═════ PASSAGE SHOWN

The planets, crammed in space, are “scrunched very close to their star,” says Vanderburg. All eight are closer to Kepler-90 than the Earth is to the Sun. So close that Kepler-90i, for example, makes one revolution in just 14 days.

Yet for NASA scientists, it’s not so much what they found, but how they found it—through “machine learning.”

Engineers at the tech giant Google, teaming with the space agency, developed a neural network that learned to detect hidden planets like Kepler-90i—worlds buried deep within the data of the Kepler telescope.

Says Shallue: "Machine learning really shines in situations where there is so much data that humans can't search it for themselves.”

Indeed, the Kepler mission, which began in 2009, has surveyed about 150 thousand stars, collecting a daunting assortment of data.

“It's impossible for scientists to examine it all manually,” says Shallue. The process, he says, “is like looking for needles in a haystack.”

But the neural network, after analyzing 15,000 Kepler signals, quickly learned to distinguish patterns in the data—and now knows if a signal is false, or an actual planet.

It works “even if the signal is weak,” Shallue says—like the signal from Kepler-90i, “missed in all previous searches.”

Google now plans to refine the network, then use it to examine the entire Kepler catalog.

“We hope we’ll be able to find lots of new planets," says Shallue, "including planets similar to the Earth."

══════════

WORK TO COMPLETE =
**1)** Rewrite the passage on Kepler-90 from "But the neural" up to and including "an actual planet.", putting "trends" in place of "patterns".
**2)** Name every star or planet that the passage on Kepler-90 mentions by name.

═════ MATERIAL

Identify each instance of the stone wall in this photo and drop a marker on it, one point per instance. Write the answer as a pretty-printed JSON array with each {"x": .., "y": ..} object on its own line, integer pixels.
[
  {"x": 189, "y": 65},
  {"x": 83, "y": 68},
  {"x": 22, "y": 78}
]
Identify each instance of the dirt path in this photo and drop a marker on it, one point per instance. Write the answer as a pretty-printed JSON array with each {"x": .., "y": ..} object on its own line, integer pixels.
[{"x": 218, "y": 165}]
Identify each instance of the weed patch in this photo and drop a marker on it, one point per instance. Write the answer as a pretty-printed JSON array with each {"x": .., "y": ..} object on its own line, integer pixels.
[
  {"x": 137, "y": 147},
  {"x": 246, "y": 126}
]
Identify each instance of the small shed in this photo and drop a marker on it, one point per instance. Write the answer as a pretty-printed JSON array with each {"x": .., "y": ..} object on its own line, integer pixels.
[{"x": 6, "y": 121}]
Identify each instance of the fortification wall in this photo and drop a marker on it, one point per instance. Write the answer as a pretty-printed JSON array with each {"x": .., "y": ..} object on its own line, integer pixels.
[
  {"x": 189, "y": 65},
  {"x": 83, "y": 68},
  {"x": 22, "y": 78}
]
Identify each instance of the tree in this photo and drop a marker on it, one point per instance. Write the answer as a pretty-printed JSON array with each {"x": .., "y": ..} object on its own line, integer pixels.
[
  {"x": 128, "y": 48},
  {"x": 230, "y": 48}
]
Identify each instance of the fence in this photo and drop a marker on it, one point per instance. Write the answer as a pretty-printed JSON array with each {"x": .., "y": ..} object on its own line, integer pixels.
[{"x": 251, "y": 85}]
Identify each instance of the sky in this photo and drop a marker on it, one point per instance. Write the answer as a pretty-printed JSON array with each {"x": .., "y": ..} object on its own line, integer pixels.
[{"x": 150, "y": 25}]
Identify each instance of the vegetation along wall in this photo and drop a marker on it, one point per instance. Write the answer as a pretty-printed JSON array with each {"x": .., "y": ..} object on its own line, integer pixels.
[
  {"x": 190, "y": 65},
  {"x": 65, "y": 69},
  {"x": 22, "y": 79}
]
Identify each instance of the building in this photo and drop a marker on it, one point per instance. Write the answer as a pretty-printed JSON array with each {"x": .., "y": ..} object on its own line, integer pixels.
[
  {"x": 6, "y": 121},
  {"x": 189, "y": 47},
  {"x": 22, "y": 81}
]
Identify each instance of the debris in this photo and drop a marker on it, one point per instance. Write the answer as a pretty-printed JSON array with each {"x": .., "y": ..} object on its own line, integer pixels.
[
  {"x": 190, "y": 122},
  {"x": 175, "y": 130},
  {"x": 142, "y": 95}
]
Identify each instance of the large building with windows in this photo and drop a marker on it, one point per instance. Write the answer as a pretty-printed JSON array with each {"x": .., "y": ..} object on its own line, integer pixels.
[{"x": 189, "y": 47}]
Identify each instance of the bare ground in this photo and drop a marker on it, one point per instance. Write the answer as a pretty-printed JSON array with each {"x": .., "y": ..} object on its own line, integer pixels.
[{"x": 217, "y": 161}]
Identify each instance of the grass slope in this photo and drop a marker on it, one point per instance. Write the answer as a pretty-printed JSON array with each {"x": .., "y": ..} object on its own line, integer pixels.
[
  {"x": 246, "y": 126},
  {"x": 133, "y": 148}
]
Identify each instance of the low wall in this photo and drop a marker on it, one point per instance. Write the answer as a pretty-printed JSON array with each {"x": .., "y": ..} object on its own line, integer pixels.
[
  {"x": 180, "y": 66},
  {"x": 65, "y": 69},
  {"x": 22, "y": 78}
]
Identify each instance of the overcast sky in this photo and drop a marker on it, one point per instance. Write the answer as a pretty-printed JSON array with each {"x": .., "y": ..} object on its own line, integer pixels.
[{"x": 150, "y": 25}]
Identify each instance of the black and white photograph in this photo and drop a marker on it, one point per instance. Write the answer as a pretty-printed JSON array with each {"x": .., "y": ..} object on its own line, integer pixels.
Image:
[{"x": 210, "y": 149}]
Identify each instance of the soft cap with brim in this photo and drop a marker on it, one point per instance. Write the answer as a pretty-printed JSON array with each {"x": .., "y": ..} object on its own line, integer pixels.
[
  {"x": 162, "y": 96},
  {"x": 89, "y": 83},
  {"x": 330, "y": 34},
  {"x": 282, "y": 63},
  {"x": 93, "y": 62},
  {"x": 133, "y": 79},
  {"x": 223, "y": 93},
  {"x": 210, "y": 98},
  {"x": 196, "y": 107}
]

══════════

SOLUTIONS IN ORDER =
**1)**
But the neural network, after analyzing 15,000 Kepler signals, quickly learned to distinguish trends in the data—and now knows if a signal is false, or an actual planet.

**2)** Kepler-90, Kepler-90i, Earth, Sun